:: TASK REQUIREMENTS ::
Copy the rows verbatim from their first line through the line containing "box: [33, 206, 173, 447]", with both ends included.

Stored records

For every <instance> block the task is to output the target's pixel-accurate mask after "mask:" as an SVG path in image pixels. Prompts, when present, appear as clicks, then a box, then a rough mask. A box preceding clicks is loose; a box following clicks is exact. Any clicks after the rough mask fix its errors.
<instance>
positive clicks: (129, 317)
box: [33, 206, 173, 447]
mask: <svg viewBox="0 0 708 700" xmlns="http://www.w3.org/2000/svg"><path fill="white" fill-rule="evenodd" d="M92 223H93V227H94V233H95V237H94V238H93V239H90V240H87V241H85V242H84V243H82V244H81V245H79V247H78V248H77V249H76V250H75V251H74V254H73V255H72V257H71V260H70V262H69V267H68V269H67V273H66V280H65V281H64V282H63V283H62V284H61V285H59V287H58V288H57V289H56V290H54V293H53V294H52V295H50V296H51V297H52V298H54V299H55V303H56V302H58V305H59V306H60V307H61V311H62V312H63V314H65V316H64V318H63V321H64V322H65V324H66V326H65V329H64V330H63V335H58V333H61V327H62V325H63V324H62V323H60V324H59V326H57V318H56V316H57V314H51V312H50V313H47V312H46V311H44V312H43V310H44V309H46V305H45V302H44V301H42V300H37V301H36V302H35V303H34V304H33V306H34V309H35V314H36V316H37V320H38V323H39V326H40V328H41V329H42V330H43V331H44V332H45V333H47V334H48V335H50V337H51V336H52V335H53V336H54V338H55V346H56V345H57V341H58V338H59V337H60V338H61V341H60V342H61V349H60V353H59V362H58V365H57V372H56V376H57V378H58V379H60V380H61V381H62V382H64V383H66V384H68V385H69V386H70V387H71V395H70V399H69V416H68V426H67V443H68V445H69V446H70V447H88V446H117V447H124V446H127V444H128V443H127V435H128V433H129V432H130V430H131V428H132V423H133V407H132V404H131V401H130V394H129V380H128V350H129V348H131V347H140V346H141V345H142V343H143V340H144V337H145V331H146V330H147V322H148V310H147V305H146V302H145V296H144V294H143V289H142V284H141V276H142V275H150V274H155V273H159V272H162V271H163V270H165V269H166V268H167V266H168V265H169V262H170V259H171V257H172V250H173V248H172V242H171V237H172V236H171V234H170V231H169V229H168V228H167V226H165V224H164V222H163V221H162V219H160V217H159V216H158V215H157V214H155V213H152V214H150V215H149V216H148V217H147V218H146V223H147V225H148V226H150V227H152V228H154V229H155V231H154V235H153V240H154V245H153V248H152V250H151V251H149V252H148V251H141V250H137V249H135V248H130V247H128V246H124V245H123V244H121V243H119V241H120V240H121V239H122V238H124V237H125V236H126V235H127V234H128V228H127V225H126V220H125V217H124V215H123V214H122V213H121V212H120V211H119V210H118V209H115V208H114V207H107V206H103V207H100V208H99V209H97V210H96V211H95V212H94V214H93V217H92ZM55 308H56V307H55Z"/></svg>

:: REPLY ::
For every <instance> block the task is to output the target's pixel-accurate mask after "mask:" as an SVG path in image pixels. Prompts, when present, appear as clicks, then a box, then a rough mask. A box preceding clicks is loose; a box following clicks is exact. Any clicks after the rough mask fix its errors.
<instance>
positive clicks: (129, 317)
box: [33, 206, 173, 447]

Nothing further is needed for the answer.